YOUR TASK
Update the rows below by replacing every "determine the coordinates for" with "give the bounding box of" and leaving everything else as it stands. Omit the pictures from your answer.

** Begin RECORD SET **

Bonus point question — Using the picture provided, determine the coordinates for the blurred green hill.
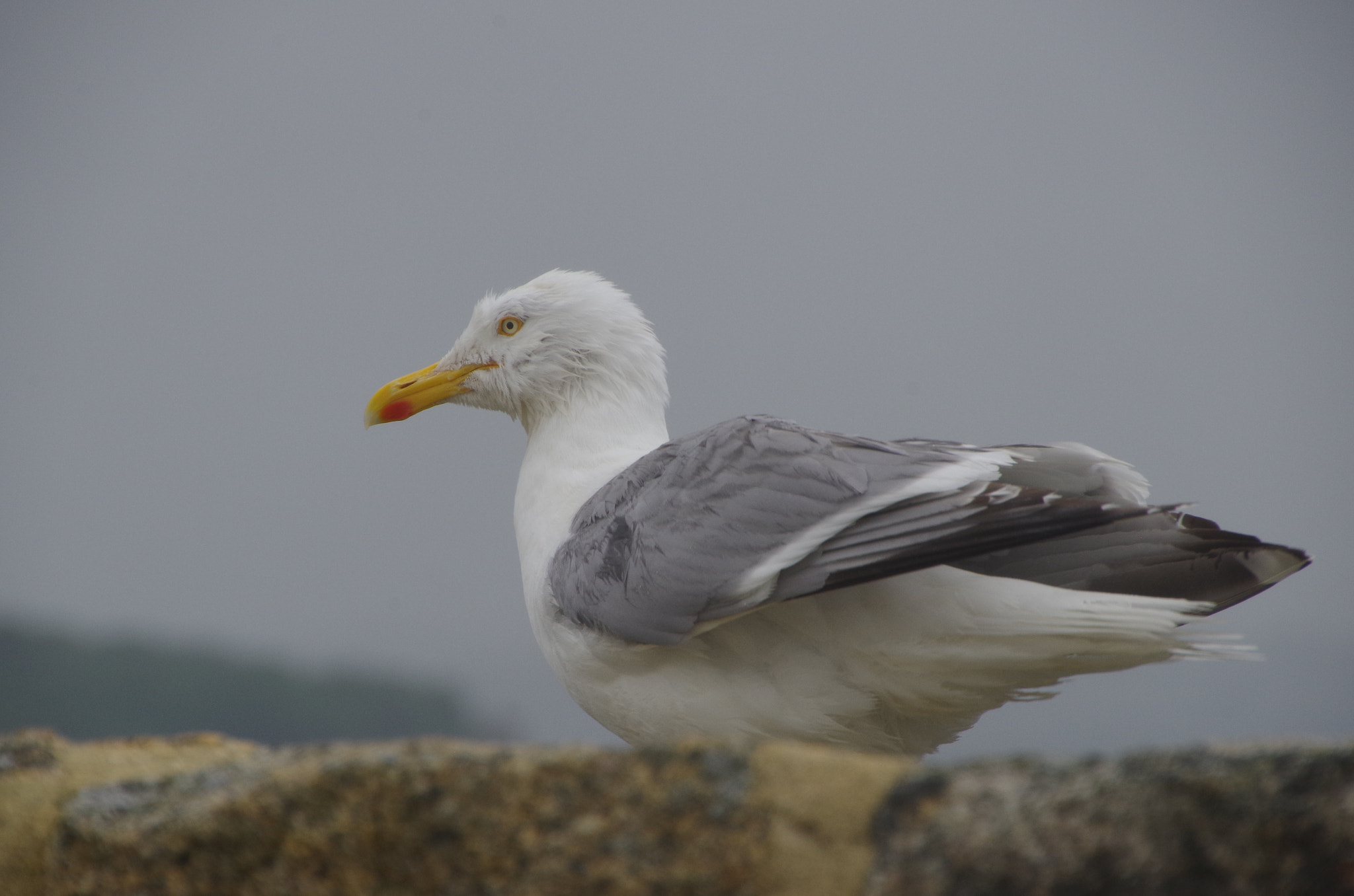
[0,618,504,745]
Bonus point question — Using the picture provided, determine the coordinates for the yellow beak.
[364,364,498,429]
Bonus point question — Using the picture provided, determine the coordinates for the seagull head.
[366,271,668,429]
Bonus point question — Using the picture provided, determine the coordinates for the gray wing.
[549,417,1159,644]
[953,443,1310,613]
[955,511,1310,613]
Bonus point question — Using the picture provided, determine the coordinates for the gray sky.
[0,0,1354,758]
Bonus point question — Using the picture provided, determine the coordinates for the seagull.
[366,271,1309,755]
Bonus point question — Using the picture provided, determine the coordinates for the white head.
[367,271,668,430]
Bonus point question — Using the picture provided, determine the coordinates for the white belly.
[530,567,1235,754]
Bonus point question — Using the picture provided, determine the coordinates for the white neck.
[513,396,668,618]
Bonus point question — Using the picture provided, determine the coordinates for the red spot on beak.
[380,400,415,424]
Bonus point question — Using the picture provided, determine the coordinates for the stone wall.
[0,731,1354,896]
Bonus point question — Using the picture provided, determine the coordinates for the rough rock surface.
[0,731,1354,896]
[0,729,261,896]
[865,746,1354,896]
[21,739,912,896]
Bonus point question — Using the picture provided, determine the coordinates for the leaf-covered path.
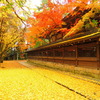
[0,61,100,100]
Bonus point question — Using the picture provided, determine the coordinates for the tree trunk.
[0,56,4,63]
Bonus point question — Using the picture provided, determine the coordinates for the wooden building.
[27,3,100,70]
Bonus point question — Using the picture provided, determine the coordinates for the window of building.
[64,46,76,57]
[78,46,97,57]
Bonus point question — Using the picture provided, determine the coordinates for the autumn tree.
[0,0,28,62]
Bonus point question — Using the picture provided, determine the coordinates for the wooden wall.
[28,39,100,69]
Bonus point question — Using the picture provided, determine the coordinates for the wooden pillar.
[97,39,100,70]
[75,45,78,67]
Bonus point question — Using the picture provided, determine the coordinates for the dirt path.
[0,61,100,100]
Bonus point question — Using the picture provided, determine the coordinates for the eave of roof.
[26,32,100,52]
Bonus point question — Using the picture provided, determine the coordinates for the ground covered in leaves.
[0,61,100,100]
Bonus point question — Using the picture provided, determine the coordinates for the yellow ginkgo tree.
[0,0,28,63]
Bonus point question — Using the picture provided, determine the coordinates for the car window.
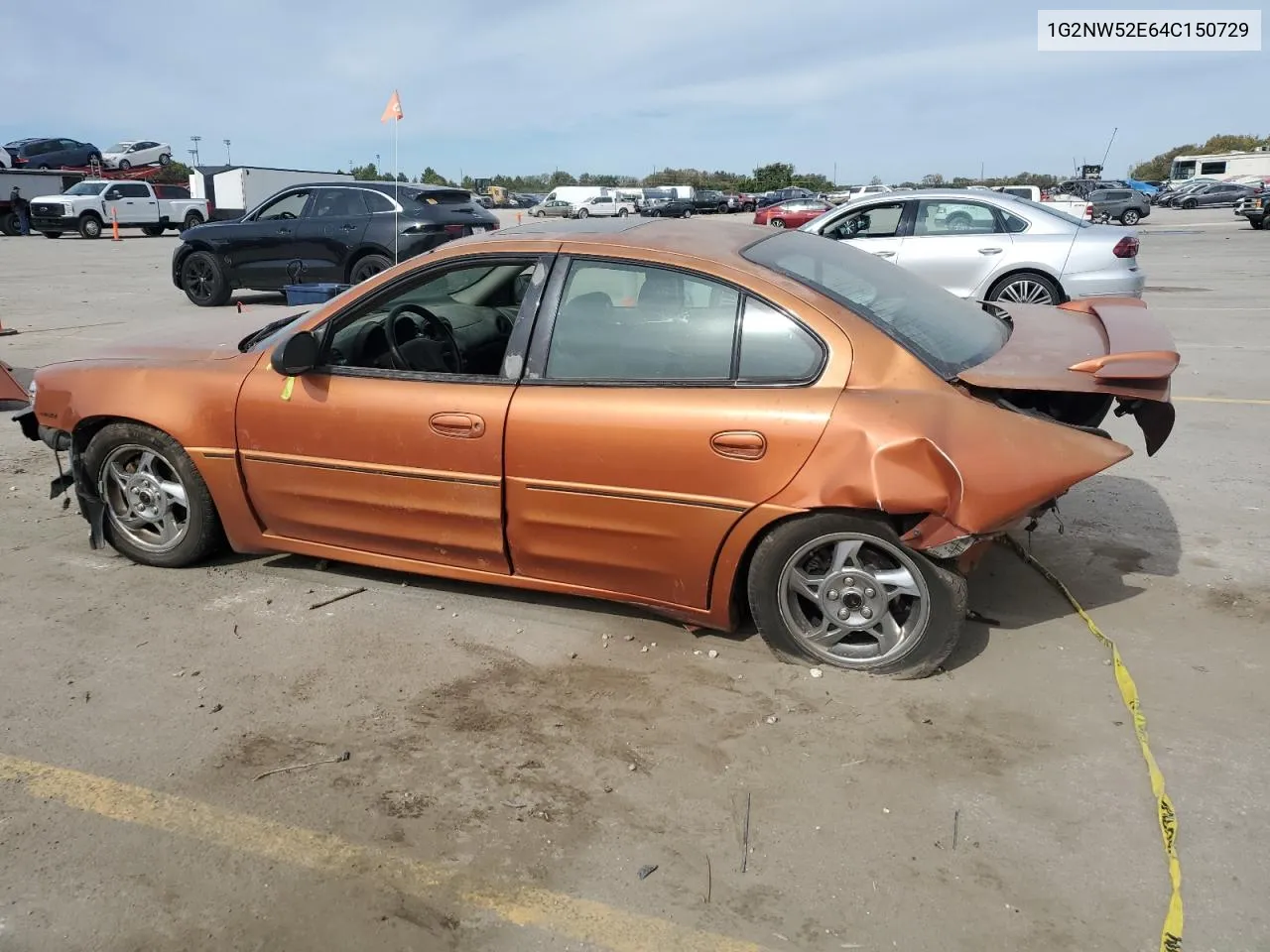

** End RECORD SET **

ANSWER TO THE PROBLEM
Bonus point question — Using the picture provided, give the bounding box of the blurred green hill.
[0,618,504,745]
Bonus point question — Using the picture provided, give the bounding box of the yellow beak.
[364,364,498,429]
Bonus point question — Using the picture provided, give the bounding box of the seagull head.
[366,271,668,429]
Bonus point question — Using the picture provided, give the bounding box of the gray wing.
[549,417,1159,644]
[953,443,1310,613]
[955,511,1310,613]
Bonus point question — Using the picture provided, give the bounding box of the gray sky.
[0,0,1354,758]
Bonus point question — Using the picture provided, give the bounding box of the seagull.
[366,271,1309,755]
Bonus point question — Using the picture provided, give the bounding box of the white head.
[367,271,668,430]
Bonus point question — Using the picture provided, give the bounding box of the white belly.
[530,567,1235,754]
Bonus point question — Using the picture provided, give the bounding box of the white neck.
[513,396,668,618]
Bonus point question — Using the picture provided, give the bounding box of the red spot on beak.
[380,400,415,424]
Bonus point question — Using the picture provided, give the bounding box of the stone wall.
[0,731,1354,896]
Bonus point question — Using the picture provided, give the bounding box of the rough rock surface.
[0,731,1354,896]
[0,729,261,896]
[865,746,1354,896]
[21,739,912,896]
Bonus point question — Using the picture provided, give the bounding box of the leaf-covered path.
[0,61,100,100]
Bonus point question — Using the picture provided, give the bounding box of the tree trunk.
[0,56,4,63]
Bonus point question — Using the picture provided, give the bounding box of the wooden building.
[27,3,100,70]
Bonus point question — Using the picture provided, give the bounding box of the window of building.
[64,46,76,57]
[78,46,97,57]
Bonus point question — Using the picture provided, give the bounding box of the autumn tree.
[0,0,28,62]
Bonus point question — Using the picture provided, give the bounding box of the wooden wall.
[28,39,100,69]
Bonus point question — Using the picture provided, give the bounding box of the wooden pillar.
[97,39,100,70]
[75,45,78,67]
Bonus point question — Using the picture provided, give the bounding box of the dirt path.
[0,61,100,100]
Bonus point question — Using the picture provided, give the bounding box of the eave of roof.
[26,32,100,52]
Bonus point question — Using the picture provided, give the bounding box of the ground covered in leaves.
[0,61,100,100]
Bonus point question — Using the picture provided, give the bounding box of the yellow ginkgo tree.
[0,0,28,63]
Bonus point question — Using the picture provided, give the bounding box of the car window.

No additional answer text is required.